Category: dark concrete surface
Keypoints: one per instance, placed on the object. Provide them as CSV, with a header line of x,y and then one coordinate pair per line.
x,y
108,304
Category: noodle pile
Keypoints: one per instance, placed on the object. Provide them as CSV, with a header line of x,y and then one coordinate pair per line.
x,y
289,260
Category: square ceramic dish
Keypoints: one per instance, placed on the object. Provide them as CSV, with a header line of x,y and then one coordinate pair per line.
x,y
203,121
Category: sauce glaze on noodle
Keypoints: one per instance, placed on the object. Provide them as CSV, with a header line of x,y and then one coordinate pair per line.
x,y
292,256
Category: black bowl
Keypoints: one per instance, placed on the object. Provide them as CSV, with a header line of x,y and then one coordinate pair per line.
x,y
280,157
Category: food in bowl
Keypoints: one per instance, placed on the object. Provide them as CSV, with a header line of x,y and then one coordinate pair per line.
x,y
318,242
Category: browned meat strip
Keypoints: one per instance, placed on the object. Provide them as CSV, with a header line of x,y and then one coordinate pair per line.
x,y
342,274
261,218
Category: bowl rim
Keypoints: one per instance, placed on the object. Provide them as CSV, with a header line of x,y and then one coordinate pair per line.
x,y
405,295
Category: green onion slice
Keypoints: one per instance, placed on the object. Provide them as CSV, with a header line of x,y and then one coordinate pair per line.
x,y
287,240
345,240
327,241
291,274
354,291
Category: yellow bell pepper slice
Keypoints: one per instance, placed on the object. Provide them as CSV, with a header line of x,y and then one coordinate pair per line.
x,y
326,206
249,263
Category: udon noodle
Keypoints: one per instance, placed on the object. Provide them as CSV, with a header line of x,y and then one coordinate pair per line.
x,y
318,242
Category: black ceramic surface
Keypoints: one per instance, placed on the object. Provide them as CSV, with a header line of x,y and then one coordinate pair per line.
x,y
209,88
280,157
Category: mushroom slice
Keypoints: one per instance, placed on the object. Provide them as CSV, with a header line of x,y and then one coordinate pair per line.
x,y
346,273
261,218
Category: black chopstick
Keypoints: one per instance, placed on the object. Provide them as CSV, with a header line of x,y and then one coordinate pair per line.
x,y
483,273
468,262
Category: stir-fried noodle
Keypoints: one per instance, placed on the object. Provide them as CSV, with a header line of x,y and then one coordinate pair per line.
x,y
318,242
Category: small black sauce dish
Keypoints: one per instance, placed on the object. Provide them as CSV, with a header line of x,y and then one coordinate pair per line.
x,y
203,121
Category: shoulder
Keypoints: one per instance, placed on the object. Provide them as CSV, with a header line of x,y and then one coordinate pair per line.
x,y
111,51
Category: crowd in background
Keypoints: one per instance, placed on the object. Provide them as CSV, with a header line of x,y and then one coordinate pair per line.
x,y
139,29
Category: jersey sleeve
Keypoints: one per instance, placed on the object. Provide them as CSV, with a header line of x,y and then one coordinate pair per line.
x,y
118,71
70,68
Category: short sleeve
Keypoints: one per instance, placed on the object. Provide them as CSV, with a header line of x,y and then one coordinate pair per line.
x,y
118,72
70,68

——

**What to produce**
The response must reproduce the whole listing exactly.

**Exercise response**
Category: dark concrete surface
Keypoints: one per instance, placed on the object. Provide them as CSV, with a header line of x,y and then one coordinate pair per line.
x,y
108,304
Category: noodle pile
Keypoints: one per instance, placed on the object. Provide them as CSV, with a header line of x,y and then one coordinate pair per line.
x,y
289,260
Category: square ceramic dish
Keypoints: one per instance, placed on the object. Provide them as CSV, with a header line of x,y and then one coordinate pair per line.
x,y
203,121
Category: sauce glaze on noodle
Keypoints: one per instance, placed on the object. Provide them as CSV, with a header line of x,y and then one coordinate pair per line.
x,y
292,256
Category: black bowl
Keypoints: one per instance, placed on the object. Provide them as CSV, with a header line of x,y and then one coordinate pair per line.
x,y
280,157
Category: food in bowl
Keypoints: one per instance, placed on the object. Provide them as CSV, with a header line of x,y and then one coordinate pair per line.
x,y
318,242
Category: browned meat strip
Keypoints: one per instance, placed on the object. Provide them as CSV, with a header line of x,y and then one coordinate pair per line.
x,y
342,274
261,218
Category: bowl rim
Keypoints: one per instance, placed on the object. Provide them as CSV, with a header line of x,y and then one coordinate pair per line.
x,y
405,295
Category: green onion slice
Keypoints: one per instance, placed on the object. Provide them as CSV, with a header line of x,y and then one coordinate pair per line.
x,y
287,240
345,240
327,241
291,274
354,291
Category: yellow bell pepper slice
Keypoints: one per instance, placed on the object. Provide them as CSV, with a header line of x,y and then one coordinate pair per line.
x,y
326,206
249,263
Category: udon noodle
Keypoints: one per instance, placed on the object. Provide them as CSV, with a header line of x,y and then one coordinate pair per line.
x,y
318,242
Category: black ceramic surface
Keypoints: one per instance, placed on the object. Provide them as CSV, with a header line of x,y and then one coordinate pair per line.
x,y
209,88
280,157
Category: mushroom slice
Keypoints: one per instance, placed on the object. Provide them as CSV, with a header line of x,y and then one coordinate pair per line.
x,y
346,273
261,218
Category: black chopstick
Keypoints: one per instance, placed on the object. Provide them as CSV, with a header line of x,y and then one coordinate pair per line.
x,y
483,273
468,262
Category: stir-fried noodle
Keypoints: one per instance, placed on the object. Provide them as CSV, with a header line of x,y and then one coordinate pair per line.
x,y
318,242
Category: small black sauce dish
Keypoints: one per instance, placed on the object. Provide them as CSV, with a header line of x,y and then one coordinate pair per line.
x,y
203,121
Category: shoulder
Keypoints: one per instance, placed on the object. Provide them as CSV, with a header line of x,y and then one coordinate pair per line.
x,y
111,51
Category: crowd in background
Keypoints: one per instance, placed on the object. Provide them as CSV, with a header line of x,y and then one coordinate pair per line.
x,y
139,29
Category: jersey sleeve
Keypoints: one per instance, placed on the object. Provide them as CSV, with a header line of x,y and then one coordinate pair per line.
x,y
118,71
70,68
Category: short sleeve
Keypoints: one per instance, placed on the object. Provide them as CSV, with a header line of x,y and then one coordinate pair per line.
x,y
118,72
70,68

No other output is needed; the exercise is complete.